TEXT PROVIDED |
The only official woods run that I know of is The Hallows, off of Heart of the Magician.  It's pretty mellow in there for the most part.  There's a fairly well defined path through there that you can stick to if you want (actually a MTB trail from what I've been told), but the woods all through there are well spaced.  I don't know if I'd go so far as to say they were intermediate woods though.  Aside from that I'm not sure.


----------



## 2knees (Jan 30, 2009)

nice!  glad you guys had a good day.  had the stuff in the car but i would've been a major downer to ski with so i stuck to my plan of going to work.

cant wait to seet the vid.


----------



## Mikey1 (Jan 30, 2009)

Thanks for the report guys. I will be there on Sunday. Glad to see you left some for the rest of us!


----------



## Greg (Jan 30, 2009)

powbmps said:


> We've got to wait until tomorrow?  Awwww man.



Maybe tonight. We'll see... :lol:


----------



## loafer89 (Jan 30, 2009)

Radar shows what looks like some light snow around the Magic area. Hopefully they get a few inches overnight.


----------



## Greg (Jan 30, 2009)

*Video*

Gary provided some great footage. Thanks for getting that to me so quickly Gary!  Anyway, here's the video. I hope you all like it. You might notice towards the end I try a small drop on Redline, in honor of Austin, and just to do him proud, I immediately crash.  :lol: Enjoy:



I should also mention that they had a groomer running laps around the place pretty much all day. Lots of opportunities for some buttery smooth cord on the runouts. Legs needed that after skiing the upper mountain terrain. Great day. One of the best of the season so far. Thanks for the great company guys. Gary was freakin' killing it today. :-o


----------



## billski (Jan 30, 2009)

Paul said:


> Yep, looks like it...



The trail names alone would keep me away!  :dunce:


----------



## roark (Jan 30, 2009)

bvibert said:


> The only official woods run that I know of is The Hallows, off of Heart of the Magician.  It's pretty mellow in there for the most part.  There's a fairly well defined path through there that you can stick to if you want (actually a MTB trail from what I've been told), but the woods all through there are well spaced.  I don't know if I'd go so far as to say they were intermediate woods though.  Aside from that I'm not sure.


The Hallows is probably the place to go for the easiest trees. Pretty low pitch, lots of lines.

There are no other trees worth skiing at Magic.


----------



## Trekchick (Jan 31, 2009)

Stoke!!!
Thanks for sharin!!


----------



## twinplanx (Jan 31, 2009)

Nice video.  You can tell its gona be good from the opening shot of the parking lot.
 And I thought you guys just skied bumps.


----------



## powbmps (Jan 31, 2009)

Nice video.  Looks like it was a good time.

WHAT THE TASK REQUIRES | Reproduce the passage of the ski forum thread that begins with "Maybe tonight. We'll" and ends with "few inches overnight.". The records that follow play no part here.

RECORDS SHOWN |
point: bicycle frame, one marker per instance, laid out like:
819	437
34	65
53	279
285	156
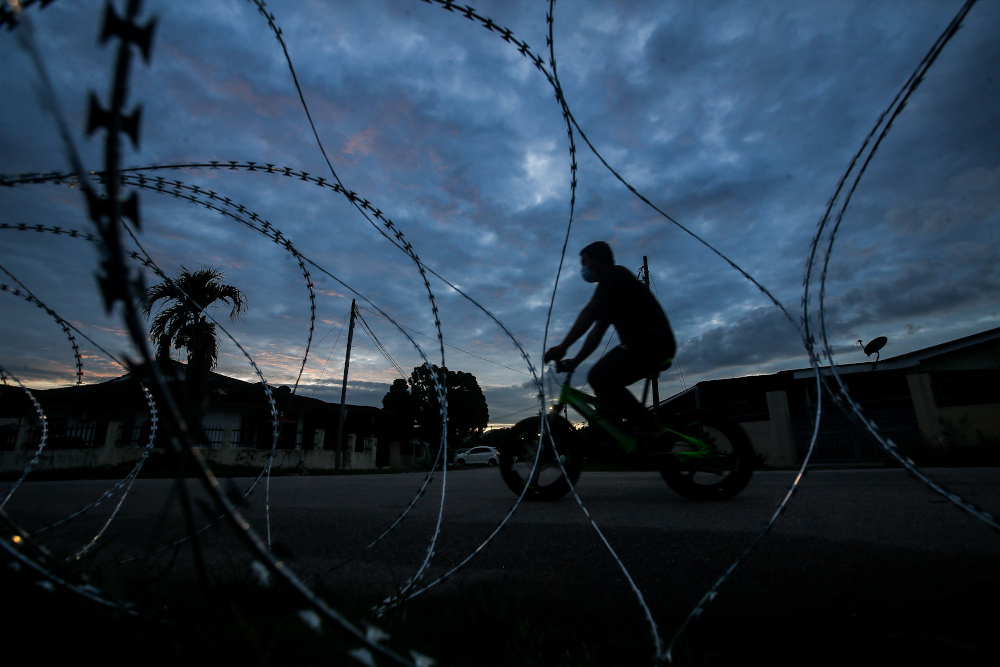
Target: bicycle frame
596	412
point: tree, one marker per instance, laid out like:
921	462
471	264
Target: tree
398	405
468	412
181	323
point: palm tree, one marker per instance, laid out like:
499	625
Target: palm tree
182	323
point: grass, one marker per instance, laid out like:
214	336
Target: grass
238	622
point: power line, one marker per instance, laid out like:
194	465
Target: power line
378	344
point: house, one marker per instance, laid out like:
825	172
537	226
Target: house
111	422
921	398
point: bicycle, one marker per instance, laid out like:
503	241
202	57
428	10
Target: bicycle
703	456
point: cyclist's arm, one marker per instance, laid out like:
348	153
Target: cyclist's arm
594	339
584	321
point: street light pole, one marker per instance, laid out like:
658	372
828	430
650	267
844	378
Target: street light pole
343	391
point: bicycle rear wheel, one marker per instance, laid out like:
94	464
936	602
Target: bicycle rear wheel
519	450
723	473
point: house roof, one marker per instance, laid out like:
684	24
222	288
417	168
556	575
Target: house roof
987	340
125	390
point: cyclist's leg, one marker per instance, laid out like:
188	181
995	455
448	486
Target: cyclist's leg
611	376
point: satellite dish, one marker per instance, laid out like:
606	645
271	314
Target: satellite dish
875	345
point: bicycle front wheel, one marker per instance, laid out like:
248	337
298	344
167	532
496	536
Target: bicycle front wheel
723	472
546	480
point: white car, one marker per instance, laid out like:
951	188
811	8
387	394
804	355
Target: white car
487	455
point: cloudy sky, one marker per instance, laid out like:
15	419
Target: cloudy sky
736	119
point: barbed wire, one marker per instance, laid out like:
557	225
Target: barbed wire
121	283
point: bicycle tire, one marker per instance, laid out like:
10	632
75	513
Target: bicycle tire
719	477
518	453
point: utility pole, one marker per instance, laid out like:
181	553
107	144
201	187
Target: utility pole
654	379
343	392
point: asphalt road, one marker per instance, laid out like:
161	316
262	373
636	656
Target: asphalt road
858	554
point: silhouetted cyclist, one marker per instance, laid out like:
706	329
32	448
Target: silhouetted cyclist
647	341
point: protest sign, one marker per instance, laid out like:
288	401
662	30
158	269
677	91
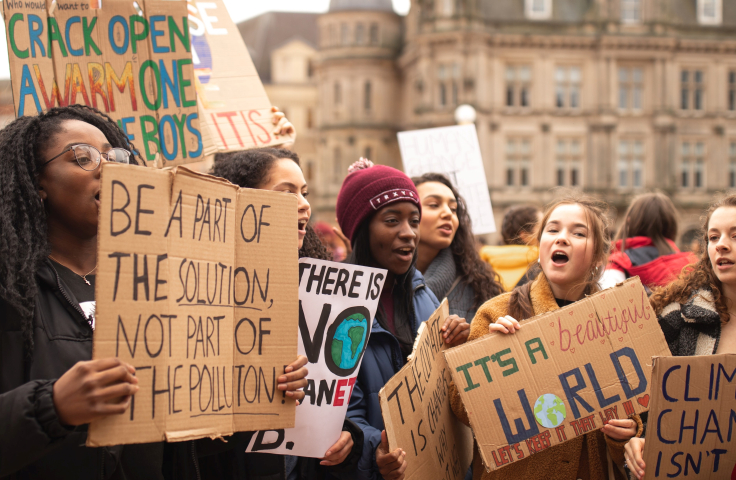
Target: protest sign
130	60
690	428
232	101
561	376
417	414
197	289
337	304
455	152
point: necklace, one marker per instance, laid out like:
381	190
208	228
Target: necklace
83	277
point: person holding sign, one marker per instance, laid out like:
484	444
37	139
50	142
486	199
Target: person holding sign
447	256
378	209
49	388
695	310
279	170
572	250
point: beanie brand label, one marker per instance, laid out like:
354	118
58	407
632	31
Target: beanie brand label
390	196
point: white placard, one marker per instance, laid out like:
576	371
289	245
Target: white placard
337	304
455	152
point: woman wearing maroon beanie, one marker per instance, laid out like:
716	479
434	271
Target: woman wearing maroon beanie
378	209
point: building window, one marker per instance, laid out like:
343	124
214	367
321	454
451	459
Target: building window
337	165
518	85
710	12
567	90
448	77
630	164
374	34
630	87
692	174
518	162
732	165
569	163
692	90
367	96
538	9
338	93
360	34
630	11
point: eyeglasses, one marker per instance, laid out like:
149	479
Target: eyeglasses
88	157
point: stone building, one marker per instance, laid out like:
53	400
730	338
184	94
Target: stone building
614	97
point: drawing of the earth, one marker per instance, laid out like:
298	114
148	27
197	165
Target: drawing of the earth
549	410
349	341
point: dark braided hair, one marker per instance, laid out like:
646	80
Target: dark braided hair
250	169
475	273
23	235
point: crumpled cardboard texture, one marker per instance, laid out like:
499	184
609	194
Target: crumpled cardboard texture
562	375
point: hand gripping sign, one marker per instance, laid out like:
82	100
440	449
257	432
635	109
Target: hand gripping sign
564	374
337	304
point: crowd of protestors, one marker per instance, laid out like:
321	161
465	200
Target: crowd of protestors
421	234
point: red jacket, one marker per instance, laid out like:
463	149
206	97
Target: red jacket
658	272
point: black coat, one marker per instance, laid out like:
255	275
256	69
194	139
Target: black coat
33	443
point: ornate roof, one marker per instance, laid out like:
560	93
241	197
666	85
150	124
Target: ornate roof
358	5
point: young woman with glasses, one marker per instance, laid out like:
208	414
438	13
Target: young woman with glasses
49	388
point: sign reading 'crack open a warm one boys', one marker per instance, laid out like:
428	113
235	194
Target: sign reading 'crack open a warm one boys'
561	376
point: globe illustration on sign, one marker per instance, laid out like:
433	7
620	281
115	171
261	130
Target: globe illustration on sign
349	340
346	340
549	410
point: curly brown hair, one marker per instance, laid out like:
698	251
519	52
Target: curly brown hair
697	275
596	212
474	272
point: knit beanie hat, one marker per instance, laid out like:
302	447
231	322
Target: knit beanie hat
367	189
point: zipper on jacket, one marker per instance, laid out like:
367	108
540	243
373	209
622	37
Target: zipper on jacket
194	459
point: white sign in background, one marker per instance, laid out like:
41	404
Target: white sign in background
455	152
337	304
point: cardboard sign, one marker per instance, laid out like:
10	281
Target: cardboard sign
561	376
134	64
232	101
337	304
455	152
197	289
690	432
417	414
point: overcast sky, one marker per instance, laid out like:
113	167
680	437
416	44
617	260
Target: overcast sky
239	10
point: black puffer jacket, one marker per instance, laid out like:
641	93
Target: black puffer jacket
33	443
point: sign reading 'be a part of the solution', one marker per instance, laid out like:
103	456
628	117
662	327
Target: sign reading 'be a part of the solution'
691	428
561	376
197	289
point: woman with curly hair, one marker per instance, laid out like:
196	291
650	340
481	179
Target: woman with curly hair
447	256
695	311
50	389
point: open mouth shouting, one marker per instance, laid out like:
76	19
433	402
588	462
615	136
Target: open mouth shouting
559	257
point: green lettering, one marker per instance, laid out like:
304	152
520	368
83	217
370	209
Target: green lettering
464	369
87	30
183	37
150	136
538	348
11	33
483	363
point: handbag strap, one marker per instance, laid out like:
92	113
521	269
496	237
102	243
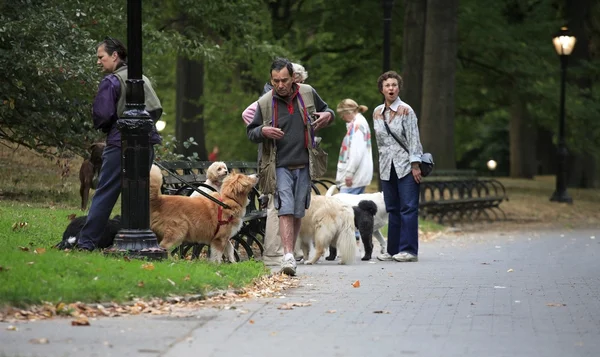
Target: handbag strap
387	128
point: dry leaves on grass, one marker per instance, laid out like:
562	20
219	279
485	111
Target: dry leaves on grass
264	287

SOLUTION FOR THIS TASK |
Maybe tonight. We'll see... :lol:


----------



## loafer89 (Jan 30, 2009)

Radar shows what looks like some light snow around the Magic area. Hopefully they get a few inches overnight.